Given data —
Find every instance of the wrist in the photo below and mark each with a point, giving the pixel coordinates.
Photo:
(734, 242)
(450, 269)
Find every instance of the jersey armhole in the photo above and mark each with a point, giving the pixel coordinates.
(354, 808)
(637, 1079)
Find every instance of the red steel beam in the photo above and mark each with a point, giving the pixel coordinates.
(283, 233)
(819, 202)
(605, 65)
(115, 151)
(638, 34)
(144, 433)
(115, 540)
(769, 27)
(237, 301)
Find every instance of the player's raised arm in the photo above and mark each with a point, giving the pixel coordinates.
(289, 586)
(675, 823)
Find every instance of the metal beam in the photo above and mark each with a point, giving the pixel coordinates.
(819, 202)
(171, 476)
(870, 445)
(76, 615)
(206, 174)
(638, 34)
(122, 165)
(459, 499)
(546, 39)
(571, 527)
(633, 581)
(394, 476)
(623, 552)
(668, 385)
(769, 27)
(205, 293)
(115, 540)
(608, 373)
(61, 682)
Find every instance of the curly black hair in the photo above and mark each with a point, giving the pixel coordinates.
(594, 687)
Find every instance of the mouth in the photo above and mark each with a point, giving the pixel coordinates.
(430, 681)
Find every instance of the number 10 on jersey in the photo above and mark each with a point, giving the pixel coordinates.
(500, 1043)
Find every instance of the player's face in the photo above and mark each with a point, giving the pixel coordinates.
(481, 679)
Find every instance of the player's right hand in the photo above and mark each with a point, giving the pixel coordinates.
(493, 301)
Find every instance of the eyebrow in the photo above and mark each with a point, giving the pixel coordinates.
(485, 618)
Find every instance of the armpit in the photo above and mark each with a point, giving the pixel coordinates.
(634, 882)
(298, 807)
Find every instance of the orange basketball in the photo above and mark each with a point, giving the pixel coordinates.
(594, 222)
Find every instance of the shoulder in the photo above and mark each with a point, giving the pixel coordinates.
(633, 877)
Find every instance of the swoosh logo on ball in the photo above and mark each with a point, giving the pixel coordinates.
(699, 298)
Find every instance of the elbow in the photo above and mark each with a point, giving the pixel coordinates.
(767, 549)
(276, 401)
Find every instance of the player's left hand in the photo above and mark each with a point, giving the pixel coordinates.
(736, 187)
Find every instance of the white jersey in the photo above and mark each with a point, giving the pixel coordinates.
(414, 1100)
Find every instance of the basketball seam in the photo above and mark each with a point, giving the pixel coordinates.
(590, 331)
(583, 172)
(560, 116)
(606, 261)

Work task — Repeat, without change, each line of the data above from the one that contains "Find every instance of the orange" through the final line, counting both.

Completed task —
Find every instance of the orange basketball in the photo above and mark each with a point, giving the pixel coordinates.
(594, 222)
Find every instance of the shoulder in the photo above and mark each with a point, giving the pixel coordinates.
(633, 877)
Find every instance of the swoosh logo on ball in the photo above and mark each with a point, giving the pixel coordinates.
(699, 298)
Find every instance of the elbow in the photo above and mark each with a point, giving the pixel coordinates.
(767, 549)
(276, 401)
Find every instance of the player's left hand in the photo above and mark each with a point, giving the pixel coordinates.
(736, 187)
Find every instance of the white jersey in the photo above and mark each with a point, giving the pixel coordinates.
(414, 1100)
Find every instance of the basketball seam in the photo above and mark each with a point, giving the pixel coordinates.
(590, 331)
(583, 172)
(560, 116)
(606, 261)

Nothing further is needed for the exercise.